WHAT IS BEING ASKED >> Set down exactly the lines below, starting at the one that contains "Target: white balusters" and ending at the one that contains "Target: dining chair", with both of those lines included and nothing else.
※ ※ ※
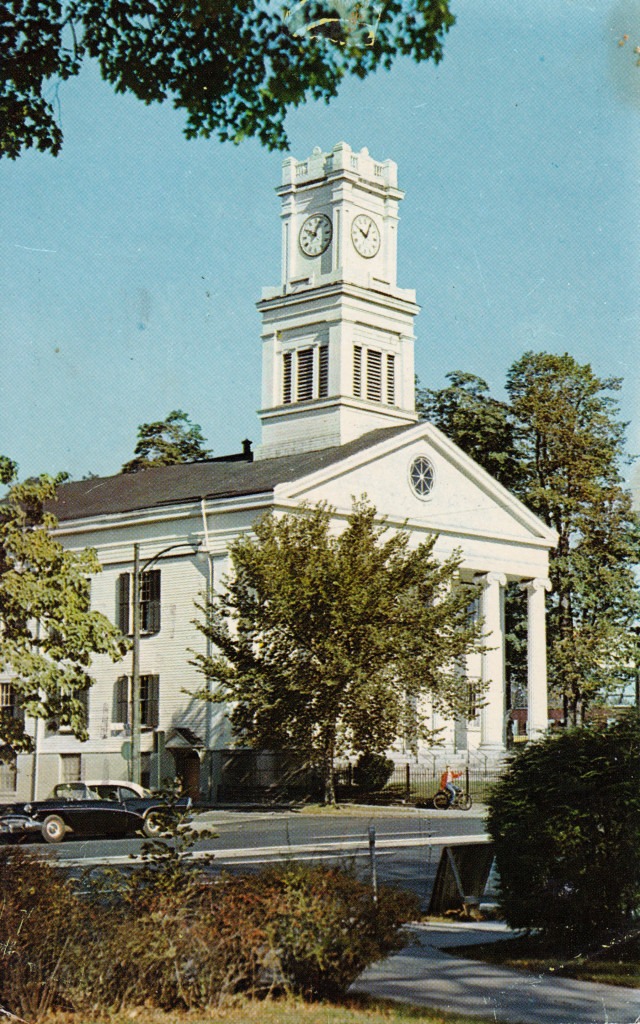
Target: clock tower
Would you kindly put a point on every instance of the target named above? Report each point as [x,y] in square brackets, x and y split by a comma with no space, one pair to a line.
[337,334]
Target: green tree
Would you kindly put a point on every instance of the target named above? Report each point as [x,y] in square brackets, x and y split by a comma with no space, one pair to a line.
[558,444]
[571,445]
[167,442]
[565,820]
[330,642]
[47,630]
[479,424]
[235,67]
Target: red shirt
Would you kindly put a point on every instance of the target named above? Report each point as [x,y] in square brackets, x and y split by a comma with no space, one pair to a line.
[449,776]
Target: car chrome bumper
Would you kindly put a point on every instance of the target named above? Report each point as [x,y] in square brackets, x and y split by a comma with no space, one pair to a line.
[13,824]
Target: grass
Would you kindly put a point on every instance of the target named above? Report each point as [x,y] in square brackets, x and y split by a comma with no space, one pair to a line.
[357,1010]
[613,965]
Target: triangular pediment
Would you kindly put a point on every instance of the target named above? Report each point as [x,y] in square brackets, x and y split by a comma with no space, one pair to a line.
[464,501]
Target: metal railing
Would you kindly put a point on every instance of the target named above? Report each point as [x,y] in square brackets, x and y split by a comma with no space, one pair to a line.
[244,781]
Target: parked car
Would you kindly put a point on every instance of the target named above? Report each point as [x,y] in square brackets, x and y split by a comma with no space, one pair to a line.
[58,817]
[135,798]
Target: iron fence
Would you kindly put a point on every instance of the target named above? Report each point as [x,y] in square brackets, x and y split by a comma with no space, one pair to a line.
[244,780]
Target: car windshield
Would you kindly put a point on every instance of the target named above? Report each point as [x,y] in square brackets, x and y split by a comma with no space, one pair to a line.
[74,791]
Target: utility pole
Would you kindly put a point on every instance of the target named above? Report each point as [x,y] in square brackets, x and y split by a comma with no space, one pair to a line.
[135,671]
[135,654]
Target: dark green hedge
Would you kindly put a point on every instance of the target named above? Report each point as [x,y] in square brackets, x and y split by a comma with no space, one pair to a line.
[565,820]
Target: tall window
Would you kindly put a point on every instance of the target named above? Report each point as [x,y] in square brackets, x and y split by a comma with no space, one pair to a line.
[390,380]
[71,766]
[150,691]
[150,601]
[323,382]
[8,709]
[286,378]
[357,371]
[374,375]
[305,374]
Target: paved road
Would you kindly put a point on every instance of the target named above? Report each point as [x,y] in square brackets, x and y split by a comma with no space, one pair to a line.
[413,867]
[427,975]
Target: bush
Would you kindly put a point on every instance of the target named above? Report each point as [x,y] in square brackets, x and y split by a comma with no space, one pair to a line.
[565,820]
[325,927]
[41,929]
[373,771]
[166,935]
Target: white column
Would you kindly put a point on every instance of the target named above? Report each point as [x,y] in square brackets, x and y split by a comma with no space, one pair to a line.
[537,716]
[493,714]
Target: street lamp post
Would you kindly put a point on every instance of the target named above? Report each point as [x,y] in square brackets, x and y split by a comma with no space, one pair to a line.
[135,653]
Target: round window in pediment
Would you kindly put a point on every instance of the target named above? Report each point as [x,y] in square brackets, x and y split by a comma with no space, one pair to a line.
[422,476]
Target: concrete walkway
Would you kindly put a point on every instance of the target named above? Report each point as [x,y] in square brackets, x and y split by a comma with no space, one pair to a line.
[426,975]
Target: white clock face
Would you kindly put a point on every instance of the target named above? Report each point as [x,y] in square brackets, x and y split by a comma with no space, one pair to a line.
[315,235]
[365,236]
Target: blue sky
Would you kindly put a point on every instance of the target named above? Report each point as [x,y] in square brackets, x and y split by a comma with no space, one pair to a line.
[132,262]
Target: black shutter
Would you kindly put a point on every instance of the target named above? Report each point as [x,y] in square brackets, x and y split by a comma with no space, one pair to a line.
[153,603]
[153,699]
[123,585]
[121,699]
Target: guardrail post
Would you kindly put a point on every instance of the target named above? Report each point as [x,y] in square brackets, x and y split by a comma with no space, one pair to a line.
[372,861]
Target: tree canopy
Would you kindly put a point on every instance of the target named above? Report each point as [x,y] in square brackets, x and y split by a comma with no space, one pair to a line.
[233,67]
[565,822]
[167,442]
[48,632]
[563,451]
[330,641]
[479,424]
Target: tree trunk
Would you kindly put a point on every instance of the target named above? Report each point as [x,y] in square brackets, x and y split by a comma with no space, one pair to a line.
[330,748]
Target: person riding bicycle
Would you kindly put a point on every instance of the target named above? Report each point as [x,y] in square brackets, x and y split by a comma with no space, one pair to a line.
[446,781]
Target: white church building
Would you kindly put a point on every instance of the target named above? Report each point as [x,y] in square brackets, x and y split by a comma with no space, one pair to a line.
[338,420]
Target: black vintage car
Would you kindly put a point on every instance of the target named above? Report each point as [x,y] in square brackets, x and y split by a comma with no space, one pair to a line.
[57,817]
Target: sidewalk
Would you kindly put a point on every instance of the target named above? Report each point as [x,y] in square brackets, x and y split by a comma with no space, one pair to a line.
[426,975]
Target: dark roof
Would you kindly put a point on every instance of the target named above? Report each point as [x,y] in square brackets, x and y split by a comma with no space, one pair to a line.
[193,480]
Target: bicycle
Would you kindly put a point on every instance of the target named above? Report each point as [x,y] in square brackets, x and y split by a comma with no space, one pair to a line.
[443,801]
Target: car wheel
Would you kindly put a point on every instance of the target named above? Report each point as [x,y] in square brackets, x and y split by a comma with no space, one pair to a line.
[53,828]
[154,825]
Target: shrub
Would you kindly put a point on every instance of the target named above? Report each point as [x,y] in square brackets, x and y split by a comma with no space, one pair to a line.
[373,771]
[166,935]
[41,928]
[565,820]
[327,927]
[311,930]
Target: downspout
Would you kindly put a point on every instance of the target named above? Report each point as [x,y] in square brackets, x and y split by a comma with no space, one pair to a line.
[209,596]
[34,770]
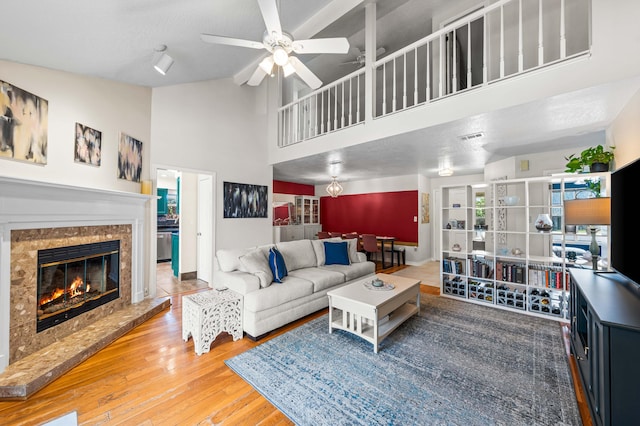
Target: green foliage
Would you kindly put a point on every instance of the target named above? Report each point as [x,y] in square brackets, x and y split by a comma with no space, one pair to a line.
[596,154]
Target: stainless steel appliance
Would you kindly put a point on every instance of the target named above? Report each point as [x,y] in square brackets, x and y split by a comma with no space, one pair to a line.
[164,246]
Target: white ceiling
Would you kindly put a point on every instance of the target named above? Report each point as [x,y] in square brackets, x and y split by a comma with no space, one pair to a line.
[115,40]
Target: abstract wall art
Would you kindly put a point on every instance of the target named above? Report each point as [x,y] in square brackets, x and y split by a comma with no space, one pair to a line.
[243,200]
[24,122]
[88,146]
[129,158]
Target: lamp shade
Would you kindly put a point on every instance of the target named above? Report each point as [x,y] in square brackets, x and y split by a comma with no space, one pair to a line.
[590,211]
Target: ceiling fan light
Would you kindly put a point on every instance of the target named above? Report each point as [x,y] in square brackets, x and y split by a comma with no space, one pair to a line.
[267,64]
[334,189]
[288,69]
[280,56]
[163,64]
[445,172]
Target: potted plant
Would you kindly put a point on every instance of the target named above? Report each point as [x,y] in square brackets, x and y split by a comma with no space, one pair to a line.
[596,158]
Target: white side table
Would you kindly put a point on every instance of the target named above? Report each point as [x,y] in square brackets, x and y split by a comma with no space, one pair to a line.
[207,314]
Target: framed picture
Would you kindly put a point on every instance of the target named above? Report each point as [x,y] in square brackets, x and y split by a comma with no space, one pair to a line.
[129,158]
[24,122]
[243,200]
[88,145]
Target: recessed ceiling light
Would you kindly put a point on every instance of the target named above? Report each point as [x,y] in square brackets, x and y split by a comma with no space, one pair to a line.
[471,136]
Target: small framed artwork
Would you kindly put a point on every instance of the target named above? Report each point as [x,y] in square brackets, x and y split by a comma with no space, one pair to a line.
[88,147]
[242,200]
[129,158]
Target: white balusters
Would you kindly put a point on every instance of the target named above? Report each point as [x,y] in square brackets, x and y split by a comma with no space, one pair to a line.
[341,104]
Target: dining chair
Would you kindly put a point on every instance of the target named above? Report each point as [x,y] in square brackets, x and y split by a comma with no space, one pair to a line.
[323,234]
[370,245]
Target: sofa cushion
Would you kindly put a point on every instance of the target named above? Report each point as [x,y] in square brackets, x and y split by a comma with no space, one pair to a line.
[321,278]
[256,263]
[277,265]
[277,294]
[336,253]
[353,271]
[298,254]
[353,250]
[318,248]
[229,259]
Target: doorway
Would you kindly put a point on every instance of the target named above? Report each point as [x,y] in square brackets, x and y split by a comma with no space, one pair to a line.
[191,221]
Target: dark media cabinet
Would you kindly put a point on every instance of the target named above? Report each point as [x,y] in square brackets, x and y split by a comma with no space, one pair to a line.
[605,340]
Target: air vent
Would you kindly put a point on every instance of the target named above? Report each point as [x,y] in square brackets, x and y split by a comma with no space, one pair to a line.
[471,136]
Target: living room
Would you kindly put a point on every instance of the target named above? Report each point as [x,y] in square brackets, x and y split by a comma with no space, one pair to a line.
[238,144]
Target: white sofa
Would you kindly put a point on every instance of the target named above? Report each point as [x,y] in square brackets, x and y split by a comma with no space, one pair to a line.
[269,305]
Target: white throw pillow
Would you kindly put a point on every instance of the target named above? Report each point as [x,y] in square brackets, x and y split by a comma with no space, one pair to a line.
[229,259]
[256,263]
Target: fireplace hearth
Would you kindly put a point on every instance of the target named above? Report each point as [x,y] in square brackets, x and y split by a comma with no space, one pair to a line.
[76,279]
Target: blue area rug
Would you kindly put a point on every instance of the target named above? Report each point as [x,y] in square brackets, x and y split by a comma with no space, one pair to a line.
[455,364]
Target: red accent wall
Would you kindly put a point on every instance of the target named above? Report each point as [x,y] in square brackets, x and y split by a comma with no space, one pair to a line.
[281,187]
[281,212]
[382,213]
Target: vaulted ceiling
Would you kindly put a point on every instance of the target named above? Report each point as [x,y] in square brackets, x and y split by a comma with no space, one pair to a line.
[117,40]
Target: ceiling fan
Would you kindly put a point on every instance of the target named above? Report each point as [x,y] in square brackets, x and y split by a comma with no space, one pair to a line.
[281,45]
[360,58]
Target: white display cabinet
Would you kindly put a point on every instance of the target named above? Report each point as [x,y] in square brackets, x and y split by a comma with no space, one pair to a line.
[493,253]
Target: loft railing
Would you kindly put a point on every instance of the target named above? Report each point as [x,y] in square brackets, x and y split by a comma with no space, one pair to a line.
[507,38]
[333,107]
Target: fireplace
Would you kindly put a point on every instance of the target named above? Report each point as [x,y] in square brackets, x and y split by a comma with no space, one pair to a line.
[37,216]
[76,279]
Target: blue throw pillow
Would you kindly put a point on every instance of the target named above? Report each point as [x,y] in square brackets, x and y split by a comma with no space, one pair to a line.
[276,263]
[336,253]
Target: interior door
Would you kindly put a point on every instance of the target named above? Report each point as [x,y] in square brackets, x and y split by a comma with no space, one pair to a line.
[204,238]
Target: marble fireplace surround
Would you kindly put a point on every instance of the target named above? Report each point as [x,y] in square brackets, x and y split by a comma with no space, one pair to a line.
[65,211]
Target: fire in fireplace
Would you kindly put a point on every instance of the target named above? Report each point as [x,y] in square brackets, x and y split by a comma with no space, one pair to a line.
※ ※ ※
SOLUTION TO THIS TASK >>
Target: white balusters
Would you kindly put a point on every instance of the target named above? Report each point as [x,y] in square brackets, x and y split by a comma with no space, one pair to a line.
[341,104]
Target: dining chair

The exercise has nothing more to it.